TASKS FOR THIS EXERCISE
(a) Answer these about the passage on Tuscany under Ferdinand I and Cosimo II:
(i) In what year did the galleys of St Stephen defeat the Turkish fleet in the archipelago?
(ii) At what age did Cosimo II succeed to the throne?
(iii) Whose intervention ended the ill-feeling between Tuscany and France?
(b) Transcribe the passage on Tuscany under Ferdinand I and Cosimo II from "During this grand-duke's" to "of 2,000,000 ducats.", copying every word and punctuation mark unchanged.

PAGE EXTRACT
::::
During this grand-duke's reign the Tuscan navy was notably increased, and did itself much honour on the Mediterranean. The war-galleys of the knights of St Stephen were despatched to the coast of Barbary to attack Bona, the headquarters of the corsairs, and they captured the town with much dash and bravery. In the following year (1608) the same galleys achieved their most brilliant victory in the archipelago over the stronger fleet of the Turks, by taking nine of their vessels, seven hundred prisoners, and jewels of the value of 2,000,000 ducats.

Cosimo II.

Ferdinand I. died in 1609, leaving four sons, of whom the eldest, Cosimo II., succeeded to the throne at the age of nineteen. He was at first assisted in the government by his mother and a council of regency. He had a good disposition, and the fortune to reign during a period when Europe was at peace and Tuscany blessed with abundant harvests. Of his rule there is little to relate. His chief care was given to the galleys of St Stephen, and he sent them to assist the Druses against the Porte. On one occasion he was involved in a quarrel with France. Concino Concini, the Marshal d'Ancre, being assassinated in 1617, Louis XIII. claimed the right of transferring the property of the murdered man to De Luynes. Cosimo, refusing to recognize the confiscation decreed by the French tribunals, demanded that Concini's son should be allowed to inherit. Hence followed much ill-feeling and mutual reprisals between the two countries, finally brought to an end by the intervention of the duke of Lorraine.
::::
RECORDS PROVIDED
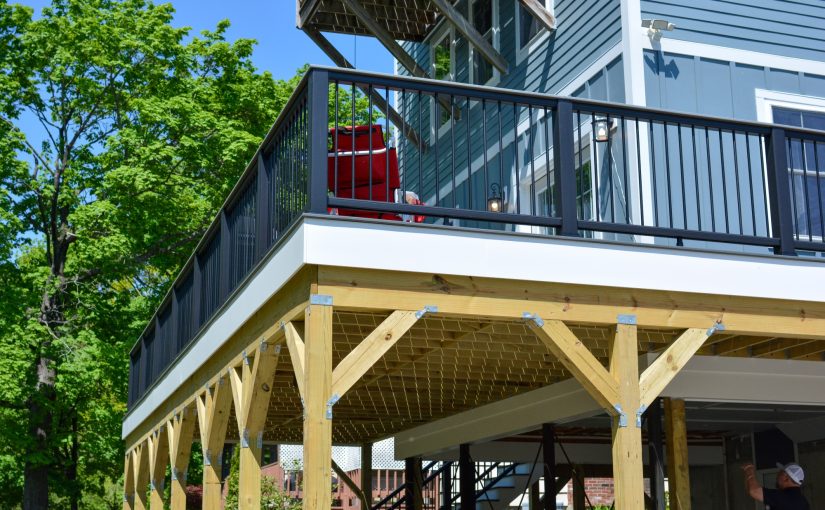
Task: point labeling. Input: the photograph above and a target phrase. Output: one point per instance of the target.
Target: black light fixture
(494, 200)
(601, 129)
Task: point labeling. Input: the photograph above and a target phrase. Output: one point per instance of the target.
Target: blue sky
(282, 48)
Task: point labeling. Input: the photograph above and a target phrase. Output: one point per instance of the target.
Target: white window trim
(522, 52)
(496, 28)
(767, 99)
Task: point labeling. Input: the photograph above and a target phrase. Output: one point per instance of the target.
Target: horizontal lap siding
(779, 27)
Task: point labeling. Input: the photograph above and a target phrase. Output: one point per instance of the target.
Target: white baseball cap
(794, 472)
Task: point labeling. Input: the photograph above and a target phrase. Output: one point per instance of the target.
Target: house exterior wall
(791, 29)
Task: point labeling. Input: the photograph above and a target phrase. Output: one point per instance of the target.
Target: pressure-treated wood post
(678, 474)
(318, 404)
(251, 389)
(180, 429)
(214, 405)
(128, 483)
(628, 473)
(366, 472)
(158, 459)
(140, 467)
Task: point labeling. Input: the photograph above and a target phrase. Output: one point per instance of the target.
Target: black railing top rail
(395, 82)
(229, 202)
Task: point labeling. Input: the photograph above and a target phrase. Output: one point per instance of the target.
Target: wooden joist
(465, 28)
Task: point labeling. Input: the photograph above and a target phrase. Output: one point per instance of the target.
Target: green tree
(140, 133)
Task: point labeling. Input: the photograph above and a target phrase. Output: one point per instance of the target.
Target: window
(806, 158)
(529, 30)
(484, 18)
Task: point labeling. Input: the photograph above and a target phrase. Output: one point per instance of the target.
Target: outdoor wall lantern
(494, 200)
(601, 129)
::::
ANSWERS TO THE EXERCISE
(a)
(i) 1608
(ii) Nineteen
(iii) The duke of Lorraine

(b)
During this grand-duke's reign the Tuscan navy was notably increased, and did itself much honour on the Mediterranean. The war-galleys of the knights of St Stephen were despatched to the coast of Barbary to attack Bona, the headquarters of the corsairs, and they captured the town with much dash and bravery. In the following year (1608) the same galleys achieved their most brilliant victory in the archipelago over the stronger fleet of the Turks, by taking nine of their vessels, seven hundred prisoners, and jewels of the value of 2,000,000 ducats.